About this exercise: Once you have read the entries below, repeat all of them exactly.

= Beginning of Section =

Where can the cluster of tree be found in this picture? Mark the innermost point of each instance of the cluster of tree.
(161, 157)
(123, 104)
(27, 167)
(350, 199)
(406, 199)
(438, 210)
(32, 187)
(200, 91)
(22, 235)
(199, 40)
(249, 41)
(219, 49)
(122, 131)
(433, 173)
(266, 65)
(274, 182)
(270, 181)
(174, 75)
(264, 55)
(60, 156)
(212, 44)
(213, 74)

= End of Section =

Solution for this problem:
Where can the cluster of tree be found in this picture? Mark the innermost point of each instance of the cluster of tree.
(161, 157)
(123, 104)
(27, 167)
(350, 199)
(406, 199)
(438, 210)
(32, 187)
(200, 91)
(22, 235)
(199, 40)
(249, 41)
(219, 49)
(122, 131)
(433, 173)
(266, 65)
(274, 182)
(270, 181)
(174, 75)
(264, 55)
(60, 156)
(212, 44)
(213, 74)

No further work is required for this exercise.